==== Übungstext ====

Friedrich Merz’ Plan für die CDU passt auf einen Bierdeckel. Der Kandidat hat rechtzeitig vor der ersten Regionalkonferenz am Donnerstag zu twittern begonnen. Und sein erster Tweet zeigte besagten Untersetzer mit der Aufschrift: »CDU - Aufbruch und Erneuerung jetzt auch auf Twitter - Friedrich Merz.« Der einstige Fraktionsvorsitzende im Bundestag, der in den letzten Jahren dem Vermögensverwalter Blackrock mit seiner Expertise diente, wird bis heute mit einem Steuerkonzept identifiziert, das er 2003 auf einem Bierdeckel unterzubringen versprach.

Aufbruch und Erneuerung versprechen freilich alle Kandidaten für den CDU-Vorsitz ihrer Partei. Und seit Donnerstag tun sie es Auge in Auge mit der Partei, in einer Mammuttour durch die Regionen des Landes. Natürlich geht alles ganz demokratisch und unvoreingenommen zu auf den Regionalkonferenzen der CDU, auf denen sich die Kandidaten um die Nachfolge Angela Merkels an der Parteispitze ins rechte Licht zu rücken versuchen.

Das Los entscheidet, wer als erster ans Mikrofon darf. Auch am Donnerstag in Lübeck. Drei Stunden werde das erste von insgesamt acht Treffen dieser Art dauern, hatte der CDU-Landeschef und Ministerpräsident Schleswig-Holsteins, Daniel Günther, am Morgen im Rundfunk kalkuliert. Das ist viel Demokratie für die Verhältnisse der CDU. Doch der Eindruck einer debattenfreudigen Partei wird in diesen Tagen hartnäckig am Leben gehalten. So, als stünde die Mitgliedschaft der CDU soeben vor der Frage, in welche Richtung sie das Schiff für die nächsten Jahre ausrichten wolle.

Ein anderer der drei von insgesamt zwölf Kandidaten, denen man die größten Chancen einräumt, weil sie hinreichend prominent sind und über politische Erfahrung im Regierungsbetrieb verfügen, nämlich Bundesgesundheitsminister Jens Spahn, geriet beinahe ins Schwärmen, als er in einer Fernsehsendung beschrieb, was sich gerade abspielt. Tausende hätten sich zu den Konferenzen angemeldet, die Partei bekomme das Sagen, und natürlich sieht er, Spahn, sich als Kandidat, der die Debatten der Partei am besten zu erneuern verspricht. »Breitere Debatten, gut geführte Debatten«, kündigt er an. »Wir überraschen Deutschland«, so Spahn.

==== Bereitgestellte Daten ====

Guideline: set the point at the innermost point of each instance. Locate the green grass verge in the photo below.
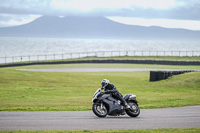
(187, 130)
(163, 58)
(50, 91)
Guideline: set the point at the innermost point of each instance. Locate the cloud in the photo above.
(172, 9)
(14, 12)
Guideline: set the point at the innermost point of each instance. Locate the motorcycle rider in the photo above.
(110, 88)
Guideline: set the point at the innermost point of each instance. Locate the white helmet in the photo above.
(105, 82)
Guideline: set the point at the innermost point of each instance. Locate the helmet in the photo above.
(105, 82)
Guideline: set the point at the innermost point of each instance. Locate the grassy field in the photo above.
(163, 58)
(39, 91)
(188, 130)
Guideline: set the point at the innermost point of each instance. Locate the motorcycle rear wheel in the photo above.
(99, 111)
(135, 111)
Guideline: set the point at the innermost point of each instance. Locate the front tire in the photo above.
(100, 111)
(135, 111)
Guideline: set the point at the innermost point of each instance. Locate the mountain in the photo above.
(93, 27)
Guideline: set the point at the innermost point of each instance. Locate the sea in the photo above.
(11, 47)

====

▶ **Aufgabe**: Übersetze den Satz „Das Los entscheidet, wer als erster ans Mikrofon darf.“ aus dem Übungstext ins Englische.

▶ **Lösung**: A drawing of lots decides who gets to go to the microphone first.